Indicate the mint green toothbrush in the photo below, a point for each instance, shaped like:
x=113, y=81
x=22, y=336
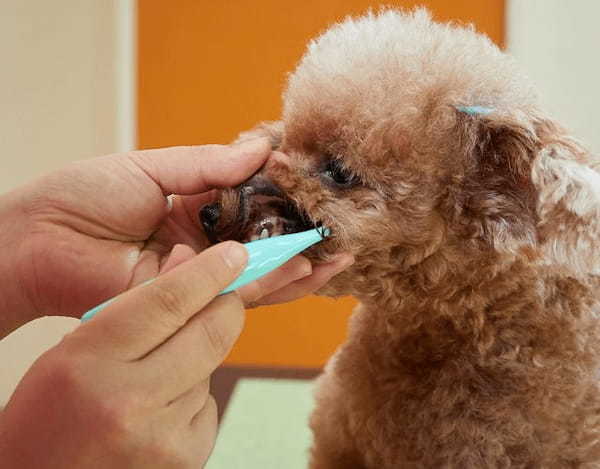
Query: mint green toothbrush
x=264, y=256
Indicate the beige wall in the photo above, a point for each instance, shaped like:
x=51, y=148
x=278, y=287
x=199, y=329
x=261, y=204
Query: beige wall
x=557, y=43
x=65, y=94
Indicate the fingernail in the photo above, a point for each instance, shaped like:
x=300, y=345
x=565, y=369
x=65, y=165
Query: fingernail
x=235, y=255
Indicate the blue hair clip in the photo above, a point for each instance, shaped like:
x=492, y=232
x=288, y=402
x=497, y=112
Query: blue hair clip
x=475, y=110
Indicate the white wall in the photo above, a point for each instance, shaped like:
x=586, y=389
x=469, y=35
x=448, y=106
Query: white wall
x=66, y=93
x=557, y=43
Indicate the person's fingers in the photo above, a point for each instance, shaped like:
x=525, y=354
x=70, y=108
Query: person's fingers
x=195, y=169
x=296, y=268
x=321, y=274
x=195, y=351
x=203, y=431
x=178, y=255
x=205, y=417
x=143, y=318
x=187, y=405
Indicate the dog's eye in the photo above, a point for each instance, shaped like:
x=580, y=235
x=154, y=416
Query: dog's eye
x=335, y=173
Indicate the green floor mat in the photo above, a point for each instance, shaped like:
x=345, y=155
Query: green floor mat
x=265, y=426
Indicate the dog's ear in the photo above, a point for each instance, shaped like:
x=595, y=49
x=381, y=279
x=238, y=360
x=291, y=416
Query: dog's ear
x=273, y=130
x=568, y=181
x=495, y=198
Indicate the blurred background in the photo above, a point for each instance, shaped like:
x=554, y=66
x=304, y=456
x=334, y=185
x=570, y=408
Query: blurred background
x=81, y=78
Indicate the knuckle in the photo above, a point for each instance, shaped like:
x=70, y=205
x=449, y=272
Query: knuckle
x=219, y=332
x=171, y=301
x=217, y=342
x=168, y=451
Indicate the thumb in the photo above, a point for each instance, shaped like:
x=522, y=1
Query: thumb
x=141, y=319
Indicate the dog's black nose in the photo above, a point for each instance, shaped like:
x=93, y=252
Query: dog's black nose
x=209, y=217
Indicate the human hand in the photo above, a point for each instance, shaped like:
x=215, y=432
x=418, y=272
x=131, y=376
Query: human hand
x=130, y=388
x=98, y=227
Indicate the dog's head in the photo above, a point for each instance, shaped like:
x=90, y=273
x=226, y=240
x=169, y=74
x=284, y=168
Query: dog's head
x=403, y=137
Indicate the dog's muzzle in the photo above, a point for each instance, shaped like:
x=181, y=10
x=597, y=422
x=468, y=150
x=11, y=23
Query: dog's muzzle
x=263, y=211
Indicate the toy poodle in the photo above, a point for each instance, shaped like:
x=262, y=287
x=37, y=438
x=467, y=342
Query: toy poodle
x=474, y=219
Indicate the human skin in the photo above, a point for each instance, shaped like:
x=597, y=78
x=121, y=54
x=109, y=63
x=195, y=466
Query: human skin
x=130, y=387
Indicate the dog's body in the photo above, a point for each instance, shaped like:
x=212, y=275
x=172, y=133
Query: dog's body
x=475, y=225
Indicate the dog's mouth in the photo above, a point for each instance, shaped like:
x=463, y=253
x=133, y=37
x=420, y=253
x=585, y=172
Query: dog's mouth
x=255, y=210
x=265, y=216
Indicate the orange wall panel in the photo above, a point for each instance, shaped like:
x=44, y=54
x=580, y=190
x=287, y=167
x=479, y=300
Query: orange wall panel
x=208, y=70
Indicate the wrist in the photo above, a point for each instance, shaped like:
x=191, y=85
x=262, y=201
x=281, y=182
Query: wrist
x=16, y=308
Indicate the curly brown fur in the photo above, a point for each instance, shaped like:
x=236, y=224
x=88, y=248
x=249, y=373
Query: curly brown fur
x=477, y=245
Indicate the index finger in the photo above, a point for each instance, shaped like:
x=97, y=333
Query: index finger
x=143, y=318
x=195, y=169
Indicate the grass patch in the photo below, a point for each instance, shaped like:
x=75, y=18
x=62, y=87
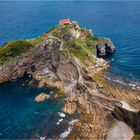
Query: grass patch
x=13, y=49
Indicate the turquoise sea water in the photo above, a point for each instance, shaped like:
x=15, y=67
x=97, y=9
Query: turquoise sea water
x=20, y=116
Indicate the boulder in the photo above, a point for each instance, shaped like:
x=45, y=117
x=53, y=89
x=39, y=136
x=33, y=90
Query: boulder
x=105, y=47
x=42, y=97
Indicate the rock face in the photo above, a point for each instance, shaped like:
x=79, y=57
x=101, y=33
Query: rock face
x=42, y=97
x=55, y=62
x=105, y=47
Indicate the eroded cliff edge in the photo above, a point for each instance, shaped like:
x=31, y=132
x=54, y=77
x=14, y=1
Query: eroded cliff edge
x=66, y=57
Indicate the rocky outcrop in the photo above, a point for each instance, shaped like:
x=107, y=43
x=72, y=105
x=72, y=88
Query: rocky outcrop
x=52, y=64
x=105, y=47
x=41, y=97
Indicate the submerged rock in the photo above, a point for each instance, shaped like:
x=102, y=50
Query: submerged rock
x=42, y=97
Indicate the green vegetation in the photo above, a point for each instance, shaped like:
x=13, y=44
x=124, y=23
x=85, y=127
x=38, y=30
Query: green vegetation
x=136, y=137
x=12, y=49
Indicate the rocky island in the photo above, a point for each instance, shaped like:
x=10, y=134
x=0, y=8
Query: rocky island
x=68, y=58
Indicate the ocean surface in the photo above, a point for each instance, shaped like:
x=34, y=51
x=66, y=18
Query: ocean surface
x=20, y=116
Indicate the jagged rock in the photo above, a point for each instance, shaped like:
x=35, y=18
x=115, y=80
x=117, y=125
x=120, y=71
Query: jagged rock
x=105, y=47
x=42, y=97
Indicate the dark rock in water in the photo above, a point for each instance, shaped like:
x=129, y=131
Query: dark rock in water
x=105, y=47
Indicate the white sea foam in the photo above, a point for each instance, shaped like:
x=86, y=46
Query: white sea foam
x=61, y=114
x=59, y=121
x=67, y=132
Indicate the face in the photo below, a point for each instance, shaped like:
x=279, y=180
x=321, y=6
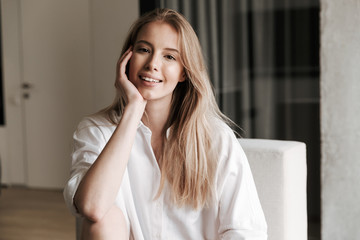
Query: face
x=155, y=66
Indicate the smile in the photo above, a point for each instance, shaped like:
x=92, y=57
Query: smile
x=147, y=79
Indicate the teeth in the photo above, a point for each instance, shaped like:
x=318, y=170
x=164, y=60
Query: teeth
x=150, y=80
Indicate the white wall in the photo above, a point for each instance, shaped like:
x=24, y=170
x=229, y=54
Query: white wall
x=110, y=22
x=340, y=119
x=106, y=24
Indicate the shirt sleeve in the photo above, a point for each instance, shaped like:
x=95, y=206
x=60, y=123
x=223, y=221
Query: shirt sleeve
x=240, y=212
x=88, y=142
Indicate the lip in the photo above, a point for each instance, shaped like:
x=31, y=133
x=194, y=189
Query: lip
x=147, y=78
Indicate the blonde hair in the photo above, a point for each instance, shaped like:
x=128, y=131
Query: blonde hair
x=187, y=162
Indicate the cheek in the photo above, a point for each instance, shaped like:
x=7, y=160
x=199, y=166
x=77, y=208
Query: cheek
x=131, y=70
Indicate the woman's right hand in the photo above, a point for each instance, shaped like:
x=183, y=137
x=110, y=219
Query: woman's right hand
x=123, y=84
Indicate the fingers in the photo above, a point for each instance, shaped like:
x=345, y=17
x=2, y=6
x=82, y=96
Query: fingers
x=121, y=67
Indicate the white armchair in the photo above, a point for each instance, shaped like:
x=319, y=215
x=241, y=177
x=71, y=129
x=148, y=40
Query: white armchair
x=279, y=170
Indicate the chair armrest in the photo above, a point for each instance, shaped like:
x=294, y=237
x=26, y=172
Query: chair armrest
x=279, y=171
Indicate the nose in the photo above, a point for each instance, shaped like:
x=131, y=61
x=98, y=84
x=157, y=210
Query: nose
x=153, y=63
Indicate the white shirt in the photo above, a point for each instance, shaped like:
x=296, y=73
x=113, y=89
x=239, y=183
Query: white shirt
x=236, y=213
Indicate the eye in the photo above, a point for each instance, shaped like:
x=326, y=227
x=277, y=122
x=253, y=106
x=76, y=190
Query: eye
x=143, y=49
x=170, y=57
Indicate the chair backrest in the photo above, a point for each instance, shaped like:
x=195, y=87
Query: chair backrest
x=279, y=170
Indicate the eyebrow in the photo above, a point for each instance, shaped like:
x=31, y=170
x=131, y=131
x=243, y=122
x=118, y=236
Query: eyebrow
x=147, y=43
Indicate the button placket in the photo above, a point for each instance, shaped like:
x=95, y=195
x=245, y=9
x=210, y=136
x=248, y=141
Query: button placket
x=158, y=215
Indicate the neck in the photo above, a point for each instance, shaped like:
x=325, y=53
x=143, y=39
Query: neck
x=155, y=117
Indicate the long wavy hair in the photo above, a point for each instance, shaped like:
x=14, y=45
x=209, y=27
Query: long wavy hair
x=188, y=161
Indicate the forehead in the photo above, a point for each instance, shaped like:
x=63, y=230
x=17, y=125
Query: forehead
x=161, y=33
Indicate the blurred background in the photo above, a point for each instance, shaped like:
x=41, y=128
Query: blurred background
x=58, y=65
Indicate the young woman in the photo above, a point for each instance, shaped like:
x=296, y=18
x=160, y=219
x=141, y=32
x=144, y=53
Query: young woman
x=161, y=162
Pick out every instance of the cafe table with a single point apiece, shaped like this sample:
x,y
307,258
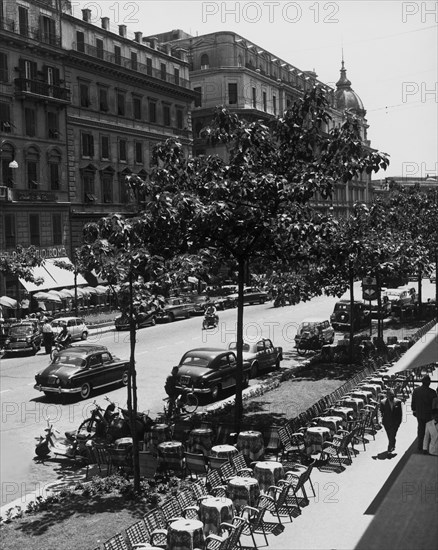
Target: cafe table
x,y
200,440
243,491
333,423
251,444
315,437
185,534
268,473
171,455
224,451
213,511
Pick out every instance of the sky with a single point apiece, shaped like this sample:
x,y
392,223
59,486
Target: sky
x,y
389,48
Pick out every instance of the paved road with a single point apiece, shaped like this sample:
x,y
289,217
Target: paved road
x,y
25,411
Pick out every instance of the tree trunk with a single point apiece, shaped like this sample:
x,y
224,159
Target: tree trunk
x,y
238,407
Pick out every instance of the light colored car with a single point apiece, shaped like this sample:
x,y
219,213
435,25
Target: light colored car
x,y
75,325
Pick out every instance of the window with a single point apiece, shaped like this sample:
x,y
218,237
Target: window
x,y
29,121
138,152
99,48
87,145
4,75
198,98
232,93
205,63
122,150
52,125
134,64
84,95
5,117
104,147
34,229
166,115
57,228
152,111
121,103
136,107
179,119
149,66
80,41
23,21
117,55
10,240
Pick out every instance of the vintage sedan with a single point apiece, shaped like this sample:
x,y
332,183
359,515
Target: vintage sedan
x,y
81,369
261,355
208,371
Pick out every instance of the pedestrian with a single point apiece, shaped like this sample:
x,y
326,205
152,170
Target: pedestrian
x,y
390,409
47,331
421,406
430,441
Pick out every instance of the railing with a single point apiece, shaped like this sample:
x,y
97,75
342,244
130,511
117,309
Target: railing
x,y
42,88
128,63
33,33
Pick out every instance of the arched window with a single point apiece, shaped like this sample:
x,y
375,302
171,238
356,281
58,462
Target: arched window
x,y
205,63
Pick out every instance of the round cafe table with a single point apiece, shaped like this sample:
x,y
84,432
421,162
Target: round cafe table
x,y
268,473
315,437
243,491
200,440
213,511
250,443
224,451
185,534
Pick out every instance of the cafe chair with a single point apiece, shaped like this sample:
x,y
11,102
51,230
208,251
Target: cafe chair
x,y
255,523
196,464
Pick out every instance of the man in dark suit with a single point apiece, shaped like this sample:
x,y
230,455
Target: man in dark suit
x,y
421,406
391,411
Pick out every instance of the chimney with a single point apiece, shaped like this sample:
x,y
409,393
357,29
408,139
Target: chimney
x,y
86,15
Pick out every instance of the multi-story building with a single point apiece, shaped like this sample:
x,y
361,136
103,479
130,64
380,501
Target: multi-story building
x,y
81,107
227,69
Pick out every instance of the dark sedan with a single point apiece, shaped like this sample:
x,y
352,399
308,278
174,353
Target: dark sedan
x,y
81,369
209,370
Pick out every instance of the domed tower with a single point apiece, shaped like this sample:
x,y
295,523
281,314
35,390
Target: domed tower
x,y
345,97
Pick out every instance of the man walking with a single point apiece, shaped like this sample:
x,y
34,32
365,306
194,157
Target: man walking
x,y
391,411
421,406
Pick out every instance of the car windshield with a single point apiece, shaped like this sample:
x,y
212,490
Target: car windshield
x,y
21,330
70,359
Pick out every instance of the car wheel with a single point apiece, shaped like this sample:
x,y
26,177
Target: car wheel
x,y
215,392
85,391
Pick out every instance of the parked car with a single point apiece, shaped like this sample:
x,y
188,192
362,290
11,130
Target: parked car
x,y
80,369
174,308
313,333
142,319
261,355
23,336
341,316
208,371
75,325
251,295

☆ ☆ ☆

◆ WHAT THE TASK REQUIRES ◆
Give back precisely the lines above that start at the line containing "Indicate the toy" and end at the line containing "x=249, y=373", inclusive. No other lines belong in the output.

◆ EXPECTED ANSWER ◆
Indicate the toy poodle in the photo above, a point for each instance, shaped like:
x=262, y=287
x=37, y=438
x=467, y=342
Query: toy poodle
x=474, y=219
Indicate the human skin in the photo above, a point for each instance, shaped like:
x=597, y=78
x=121, y=54
x=109, y=63
x=195, y=466
Query: human skin
x=130, y=387
Indicate the dog's body in the photo above, a point for each instance, shaped like:
x=212, y=275
x=172, y=133
Query: dog's body
x=475, y=225
Indicate the dog's mouth in the photo above, a point for each instance, shaped like:
x=463, y=253
x=133, y=37
x=420, y=253
x=585, y=172
Query: dog's mouth
x=255, y=210
x=265, y=216
Indicate the orange wall panel in the photo above, a point for each instance, shaped like:
x=44, y=54
x=580, y=190
x=287, y=167
x=479, y=300
Query: orange wall panel
x=208, y=70
Indicate the wrist in the photo above, a point for each instance, shaped like:
x=191, y=85
x=262, y=201
x=281, y=182
Query: wrist
x=16, y=308
Indicate the curly brown fur in the photo above, a point for each instance, shaped like:
x=236, y=224
x=88, y=248
x=249, y=373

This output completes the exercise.